▸ Quoted passage:
Eclipse and the Yellowstone Backcountry
Jeff Howe on the call of the wild in the age of convenience
“But will you be in the path of totality?”
For weeks, the question has tripped of the tongue of my 6 year-old any time she’s on the phone with an out-of-town relation. The term “path of totality” feels so massive—something to be intoned by a Star Trek character—but then again the 6 year-old played the sun in her first grade play so perhaps she feels a greater connection to the solar system than I realize. For those of us who live in this path, in places where the sun will be fully obscured by the moon for several minutes, waiting for the coming eclipse has been like waiting for a carnival. Along the highway, signs warn drivers not to simply stop on the road. It seems like everyone is hosting a party in the middle of a weekday.
Here we are all getting ready to see something that happens outside of human time or even human scale. And as my children remind me, the sun isn’t even an especially large star.

▸ Provided records:

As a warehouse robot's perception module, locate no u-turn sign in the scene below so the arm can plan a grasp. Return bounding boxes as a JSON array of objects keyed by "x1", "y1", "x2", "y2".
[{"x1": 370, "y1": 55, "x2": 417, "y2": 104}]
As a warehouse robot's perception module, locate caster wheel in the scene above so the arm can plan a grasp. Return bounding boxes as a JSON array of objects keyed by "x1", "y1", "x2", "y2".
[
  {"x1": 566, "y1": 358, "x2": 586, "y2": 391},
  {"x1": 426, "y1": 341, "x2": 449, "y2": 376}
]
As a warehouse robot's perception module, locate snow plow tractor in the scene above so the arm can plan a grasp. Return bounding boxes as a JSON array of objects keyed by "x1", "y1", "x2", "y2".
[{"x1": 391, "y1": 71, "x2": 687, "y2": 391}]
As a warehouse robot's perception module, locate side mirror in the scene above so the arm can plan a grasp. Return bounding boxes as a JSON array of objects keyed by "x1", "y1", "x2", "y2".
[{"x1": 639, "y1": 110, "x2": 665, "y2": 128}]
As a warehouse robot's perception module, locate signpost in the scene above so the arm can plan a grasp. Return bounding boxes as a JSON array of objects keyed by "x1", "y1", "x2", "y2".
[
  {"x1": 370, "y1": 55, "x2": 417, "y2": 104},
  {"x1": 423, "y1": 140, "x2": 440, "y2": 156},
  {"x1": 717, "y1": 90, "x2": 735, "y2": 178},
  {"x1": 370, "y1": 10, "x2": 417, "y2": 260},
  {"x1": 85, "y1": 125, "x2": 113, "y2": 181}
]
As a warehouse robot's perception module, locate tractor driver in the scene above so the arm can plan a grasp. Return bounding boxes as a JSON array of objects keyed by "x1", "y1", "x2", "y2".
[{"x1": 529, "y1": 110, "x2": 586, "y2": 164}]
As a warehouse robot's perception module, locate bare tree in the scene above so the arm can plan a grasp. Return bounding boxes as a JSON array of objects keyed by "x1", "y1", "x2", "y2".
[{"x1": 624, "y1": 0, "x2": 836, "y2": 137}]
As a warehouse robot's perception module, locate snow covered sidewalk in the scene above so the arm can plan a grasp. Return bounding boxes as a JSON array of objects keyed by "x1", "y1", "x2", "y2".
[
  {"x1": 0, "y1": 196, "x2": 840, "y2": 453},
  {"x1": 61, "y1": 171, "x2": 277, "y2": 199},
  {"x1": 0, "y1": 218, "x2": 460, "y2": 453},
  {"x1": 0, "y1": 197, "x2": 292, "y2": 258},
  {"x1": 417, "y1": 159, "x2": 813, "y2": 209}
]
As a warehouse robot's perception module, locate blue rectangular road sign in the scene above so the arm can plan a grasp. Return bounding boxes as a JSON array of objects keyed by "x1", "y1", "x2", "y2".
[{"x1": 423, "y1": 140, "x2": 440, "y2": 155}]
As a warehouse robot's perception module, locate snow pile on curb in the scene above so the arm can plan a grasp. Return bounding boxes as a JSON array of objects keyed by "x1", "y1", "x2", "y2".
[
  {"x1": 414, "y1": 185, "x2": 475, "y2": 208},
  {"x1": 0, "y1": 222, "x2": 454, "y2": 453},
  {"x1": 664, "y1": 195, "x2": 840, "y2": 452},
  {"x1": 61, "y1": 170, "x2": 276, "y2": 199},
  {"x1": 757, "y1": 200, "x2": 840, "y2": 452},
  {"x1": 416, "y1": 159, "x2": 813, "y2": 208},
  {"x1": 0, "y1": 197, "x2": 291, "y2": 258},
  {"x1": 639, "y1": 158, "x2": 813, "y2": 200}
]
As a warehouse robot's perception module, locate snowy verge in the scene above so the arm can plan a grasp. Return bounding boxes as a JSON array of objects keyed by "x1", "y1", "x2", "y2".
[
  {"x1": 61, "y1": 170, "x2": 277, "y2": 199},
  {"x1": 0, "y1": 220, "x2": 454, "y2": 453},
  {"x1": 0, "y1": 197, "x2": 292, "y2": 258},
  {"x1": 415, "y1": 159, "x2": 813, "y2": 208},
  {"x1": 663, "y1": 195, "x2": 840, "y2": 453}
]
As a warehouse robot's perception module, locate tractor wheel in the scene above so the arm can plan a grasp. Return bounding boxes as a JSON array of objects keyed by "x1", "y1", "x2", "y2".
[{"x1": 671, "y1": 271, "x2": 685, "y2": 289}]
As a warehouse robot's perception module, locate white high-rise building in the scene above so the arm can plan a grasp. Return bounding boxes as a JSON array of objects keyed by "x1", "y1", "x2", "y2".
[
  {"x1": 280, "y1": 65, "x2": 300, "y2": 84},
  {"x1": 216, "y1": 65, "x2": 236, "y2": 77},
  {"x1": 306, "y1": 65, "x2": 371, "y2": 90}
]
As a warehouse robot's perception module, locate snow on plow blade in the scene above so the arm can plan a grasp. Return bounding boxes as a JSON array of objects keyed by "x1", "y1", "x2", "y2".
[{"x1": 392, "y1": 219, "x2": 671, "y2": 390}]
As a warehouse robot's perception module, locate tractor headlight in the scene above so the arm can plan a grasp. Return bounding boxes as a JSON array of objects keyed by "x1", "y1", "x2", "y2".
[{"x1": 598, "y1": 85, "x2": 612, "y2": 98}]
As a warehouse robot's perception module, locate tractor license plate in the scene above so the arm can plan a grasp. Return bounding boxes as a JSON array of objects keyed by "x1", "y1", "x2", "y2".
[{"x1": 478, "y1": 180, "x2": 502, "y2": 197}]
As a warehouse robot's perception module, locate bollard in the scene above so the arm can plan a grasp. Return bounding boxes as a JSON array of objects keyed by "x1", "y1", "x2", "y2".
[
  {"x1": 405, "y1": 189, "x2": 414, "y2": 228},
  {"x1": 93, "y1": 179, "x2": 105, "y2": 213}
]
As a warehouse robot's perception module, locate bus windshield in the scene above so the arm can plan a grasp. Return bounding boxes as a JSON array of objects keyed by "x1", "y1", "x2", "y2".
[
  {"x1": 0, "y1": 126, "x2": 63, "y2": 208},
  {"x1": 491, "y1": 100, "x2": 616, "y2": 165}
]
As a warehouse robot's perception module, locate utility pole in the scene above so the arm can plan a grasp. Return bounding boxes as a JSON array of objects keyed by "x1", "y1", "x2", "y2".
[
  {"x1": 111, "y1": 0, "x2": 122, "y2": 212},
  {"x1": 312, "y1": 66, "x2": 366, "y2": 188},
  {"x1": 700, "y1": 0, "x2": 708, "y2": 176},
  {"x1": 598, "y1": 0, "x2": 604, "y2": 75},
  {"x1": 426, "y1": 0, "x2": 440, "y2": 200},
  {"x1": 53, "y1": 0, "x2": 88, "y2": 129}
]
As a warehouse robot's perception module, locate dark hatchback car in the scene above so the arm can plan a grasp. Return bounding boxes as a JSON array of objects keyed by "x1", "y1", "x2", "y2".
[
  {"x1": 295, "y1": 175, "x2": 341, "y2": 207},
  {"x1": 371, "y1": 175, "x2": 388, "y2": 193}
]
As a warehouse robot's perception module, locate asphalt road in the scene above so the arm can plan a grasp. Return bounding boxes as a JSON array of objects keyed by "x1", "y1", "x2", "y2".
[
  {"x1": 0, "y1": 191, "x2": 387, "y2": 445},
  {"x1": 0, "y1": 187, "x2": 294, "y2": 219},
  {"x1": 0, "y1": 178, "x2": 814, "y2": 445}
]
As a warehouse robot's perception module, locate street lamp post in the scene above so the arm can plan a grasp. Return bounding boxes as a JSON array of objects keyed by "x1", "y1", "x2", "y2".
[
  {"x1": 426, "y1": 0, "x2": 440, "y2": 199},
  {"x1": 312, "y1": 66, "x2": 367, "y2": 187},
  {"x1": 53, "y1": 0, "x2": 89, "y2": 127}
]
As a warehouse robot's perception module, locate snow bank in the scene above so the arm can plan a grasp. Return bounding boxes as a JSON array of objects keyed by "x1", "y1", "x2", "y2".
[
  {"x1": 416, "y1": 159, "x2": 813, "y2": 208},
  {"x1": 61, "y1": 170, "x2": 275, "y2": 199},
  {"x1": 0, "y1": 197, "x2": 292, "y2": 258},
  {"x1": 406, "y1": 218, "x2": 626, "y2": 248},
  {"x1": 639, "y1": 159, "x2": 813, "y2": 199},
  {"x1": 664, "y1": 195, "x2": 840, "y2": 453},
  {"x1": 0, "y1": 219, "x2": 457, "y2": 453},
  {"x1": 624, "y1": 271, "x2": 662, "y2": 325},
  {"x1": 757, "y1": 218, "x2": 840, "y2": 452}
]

▸ Task requirements: Reproduce the part of the eclipse essay starting with "For weeks, the" and going on through "especially large star.".

▸ The output:
For weeks, the question has tripped of the tongue of my 6 year-old any time she’s on the phone with an out-of-town relation. The term “path of totality” feels so massive—something to be intoned by a Star Trek character—but then again the 6 year-old played the sun in her first grade play so perhaps she feels a greater connection to the solar system than I realize. For those of us who live in this path, in places where the sun will be fully obscured by the moon for several minutes, waiting for the coming eclipse has been like waiting for a carnival. Along the highway, signs warn drivers not to simply stop on the road. It seems like everyone is hosting a party in the middle of a weekday.
Here we are all getting ready to see something that happens outside of human time or even human scale. And as my children remind me, the sun isn’t even an especially large star.